DOCUMENT PASSAGE:
* * * * * * *

Concern that GHG emissions are contributing to global climate change has led to international, federal and state legislative and regulatory proposals to reduce or mitigate the effects of GHG emissions. On October 23, 2015, the EPA published the final rule establishing carbon dioxide emission limits for new, reconstructed and modified coal-fired steam electric generating units. In this same rule, the EPA established carbon dioxide emission limits for new and reconstructed base load and non-base load stationary combustion turbines. At this time, the EPA has determined not to establish emission limits for modified stationary combustion turbines and has withdrawn the proposed rule emission standards for modified stationary combustion turbines. New coal-fired generating units must comply with an emission standard of 1,400 pounds of carbon dioxide per MW hour gross, equivalent to a super critical pulverized coal unit capturing about 20 percent of its carbon dioxide emissions. Unless carbon capture and storage technology becomes available and cost effective, no new coal-fired electric generating facilities are projected to be constructed. Limits for reconstructed and modified coal-fired generating units may preclude reconstruction or modification depending on the facility. New and reconstructed base load stationary natural gas-fired combustion turbines must comply with an emission standard of 1,000 pounds of carbon dioxide per MW hour gross which should be achievable, but could limit operating at higher load levels, depending on the unit. For newly constructed and reconstructed non-base load (peaking) natural gas-fired stationary combustion turbines, the EPA has established a heat input-based emission standard of 120 pounds of carbon dioxide per MMBtu.

* * * * * * *

INFORMATION SHOWN:
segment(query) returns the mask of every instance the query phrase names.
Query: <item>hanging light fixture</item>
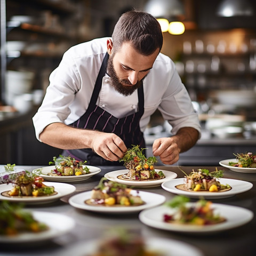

* * * * * * *

WHAT TO WORK ON: Pick up the passage on EPA carbon dioxide emission limits for power plants after its last sentence and write the next part.

OUTPUT BELOW:
On October 23, 2015, the EPA published the final Clean Power Plan rule which requires existing fossil fuel-fired electric generation facilities to reduce carbon dioxide emissions. By September 6, 2016, states must either submit to the EPA a request for an extension to submit a final state plan by September 6, 2018, or submit a final plan. The state plan must demonstrate how emissions reductions will be achieved and include emission limits in the form of an annual emission cap or an emission rate that will be applied to each individual fossil fuel-fired electric generating facility starting in 2022. Emissions limits become more stringent from 2022 to 2030, with the 2030 emission limits applying thereafter. It is unknown at this time what each state will require for emissions limits or reductions from each of Montana-Dakota's owned and jointly owned fossil fuel-fired electric generating units. Compliance costs will become clearer as final state plans are completed and submitted to the EPA by September 6, 2018. On February 9, 2016, the United States Supreme Court granted an application for a stay of the Clean Power Plan pending disposition of the applicants' petition for review in the D.C. Circuit Court and disposition of the applicants' petition for a writ of certiorari if such a writ is sought.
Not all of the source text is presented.